**SOURCE**
— Begin —

# STOLEN!!!!!!!!



## brutelaws29.5 (Apr 10, 2011)

Stolen rzr near Lydia Louisiana if you have any information on the worthless individuals that stole this rzr let me know by either message or call or text (337) 552-1044


----------



## brutelaws29.5 (Apr 10, 2011)

I'd rather be in the mud then using tap talk right now


----------



## brutelaws29.5 (Apr 10, 2011)

It's been found 




I'd rather be in the mud then using tap talk right now


----------



## 02KODIAK400 (May 16, 2012)

got lucky on the quick find cause somebody was probably bout to tear it all to pieces and have them a part out


----------



## 10txram (Jan 26, 2013)

brutelaws29.5 said:


> It's been found
> 
> 
> 
> ...



What was the story on it?


----------



## bruteforce3 (Apr 20, 2012)

Glad to hear you got it back


----------



## brutelaws29.5 (Apr 10, 2011)

— End —

**DATA EXCERPT**
— Begin —

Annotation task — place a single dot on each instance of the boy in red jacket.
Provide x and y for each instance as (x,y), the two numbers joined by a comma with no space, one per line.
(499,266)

— End —

**REQUIRED WORK**
1. Reproduce the forum thread about the stolen RZR from "## 02KODIAK400 (May" up to and including "(Jan 26, 2013)".
2. According to the forum thread about the stolen RZR, near which town was the RZR stolen?
3. Go on with the forum thread about the stolen RZR from the point where it stops.

**RESULTS IN ORDER**
1.
## 02KODIAK400 (May 16, 2012)

got lucky on the quick find cause somebody was probably bout to tear it all to pieces and have them a part out


----------



## 10txram (Jan 26, 2013)

2. Near Lydia, Louisiana.

3.
It was in a friends shed chained to a pole somebody broke into the shed and cut the chain cut the wires on the ignition switch and drive off with it after pulling it away from the house the authorities were calle in the morning when he noticed his shed door left open and after a full day of lookin he went make one more pass in the woods behind his house on his 420 and he came across it the rzr is in good condition still besides the ignition switch but there's something wrong with the clutch or belt it doesn't pull under load anymore we have to dig into it to find out what's wrong but good thing is its back the police did get prints off the bike and are perusing some leads on who stole it hopefully we find him before the law does 




I'd rather be in the mud then using tap talk right now


----------



## 2010Bruterider (Jun 20, 2010)

I hope you find them first myself. I hate a Dang thief! I'm glad you got it back. I'd start by putting all the wires back together at the ignition switch. The wires being cut may have put it in limp mode. Congrats on finding it. 

----that is all---


----------



## duckincrazy92 (May 24, 2011)

I'm glad you found it. That don't happen around here. If you find him ou ought to chain him behind the razr and drag him through town


----------



## bruteguy750 (Oct 25, 2012)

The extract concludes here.